Problèmes à résoudre:
1. Recopiez l'extrait de page à partir de « En décembre 2012, l’Inde » jusqu'à « Preeti Sharma Menon. » inclus.
2. Répondez aux questions suivantes à l'aide de l'extrait de page.
(a) D'après le gouvernement, toutes les combien de minutes une femme est-elle victime de viol en Inde ?
(b) Dans quelle ville s'est produit le viol collectif de décembre 2012 ?
(c) Quel âge avait la femme d'affaires qui a accusé un chauffeur du service Uber ?
3. Relevez tous les noms propres distincts qui figurent dans l'extrait de page.

+++ Extrait de page

Il ne s’agit pas seulement d’apporter un savoir-faire et de l’emploi mais également d’offrir un réconfort pour les passagères, dans un pays où la violence faite aux femmes est omniprésente. D’après le gouvernement, une femme est victime de viol toutes les 20 minutes en Inde, sachant que ce chiffre se cantonne aux viols déclarés.
En décembre 2012, l’Inde a atteint le paroxysme de l’infamie, face à la brutalité du viol collectif d’une étudiante dans un bus en déplacement, à Delhi. Elle n’a pas survécu à ses blessures. Deux ans plus tard, une femme d’affaires de 27 ans a accusé un chauffeur du service Uber de l’avoir violée. Le procès est en cours.
« Dans le contexte de l’insécurité des femmes au sein de notre pays, je crois qu’un service de taxis conduits exclusivement par des femmes représente un grand soulagement pour de nombreuses femmes qui sont seules pour faire le trajet entre leur domicile et leur travail, surtout la nuit », estime Preeti Sharma Menon.

++++++
+++ Données extraites

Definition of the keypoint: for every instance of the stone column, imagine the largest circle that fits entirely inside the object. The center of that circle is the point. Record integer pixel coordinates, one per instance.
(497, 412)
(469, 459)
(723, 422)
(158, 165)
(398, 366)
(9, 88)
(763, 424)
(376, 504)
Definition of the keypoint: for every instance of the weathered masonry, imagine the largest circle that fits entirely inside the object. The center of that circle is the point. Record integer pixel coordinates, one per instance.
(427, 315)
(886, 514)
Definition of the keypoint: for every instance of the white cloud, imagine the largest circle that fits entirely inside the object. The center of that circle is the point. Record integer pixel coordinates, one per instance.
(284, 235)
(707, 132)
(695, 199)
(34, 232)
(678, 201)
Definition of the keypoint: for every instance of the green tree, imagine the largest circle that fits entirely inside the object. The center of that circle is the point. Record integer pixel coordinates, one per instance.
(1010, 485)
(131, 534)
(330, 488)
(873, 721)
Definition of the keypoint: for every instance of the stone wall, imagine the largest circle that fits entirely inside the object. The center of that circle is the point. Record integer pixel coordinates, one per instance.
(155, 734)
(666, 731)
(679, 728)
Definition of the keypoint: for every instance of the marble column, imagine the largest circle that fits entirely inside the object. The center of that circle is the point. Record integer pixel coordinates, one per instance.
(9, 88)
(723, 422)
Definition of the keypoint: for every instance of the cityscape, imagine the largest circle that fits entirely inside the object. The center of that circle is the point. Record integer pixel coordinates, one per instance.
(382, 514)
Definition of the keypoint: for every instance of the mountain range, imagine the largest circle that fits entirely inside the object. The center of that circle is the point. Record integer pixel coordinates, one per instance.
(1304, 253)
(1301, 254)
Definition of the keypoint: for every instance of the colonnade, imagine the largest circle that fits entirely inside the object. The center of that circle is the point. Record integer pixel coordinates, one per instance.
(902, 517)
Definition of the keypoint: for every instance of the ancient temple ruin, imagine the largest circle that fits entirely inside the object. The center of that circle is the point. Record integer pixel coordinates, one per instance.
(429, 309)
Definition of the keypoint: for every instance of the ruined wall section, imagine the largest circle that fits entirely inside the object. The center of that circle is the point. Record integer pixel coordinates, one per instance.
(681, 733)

++++++

Réponses attendues:
1.
En décembre 2012, l’Inde a atteint le paroxysme de l’infamie, face à la brutalité du viol collectif d’une étudiante dans un bus en déplacement, à Delhi. Elle n’a pas survécu à ses blessures. Deux ans plus tard, une femme d’affaires de 27 ans a accusé un chauffeur du service Uber de l’avoir violée. Le procès est en cours.
« Dans le contexte de l’insécurité des femmes au sein de notre pays, je crois qu’un service de taxis conduits exclusivement par des femmes représente un grand soulagement pour de nombreuses femmes qui sont seules pour faire le trajet entre leur domicile et leur travail, surtout la nuit », estime Preeti Sharma Menon.

2.
(a) Toutes les 20 minutes.
(b) À Delhi.
(c) 27 ans.

3. Inde, Delhi, Uber, Preeti Sharma Menon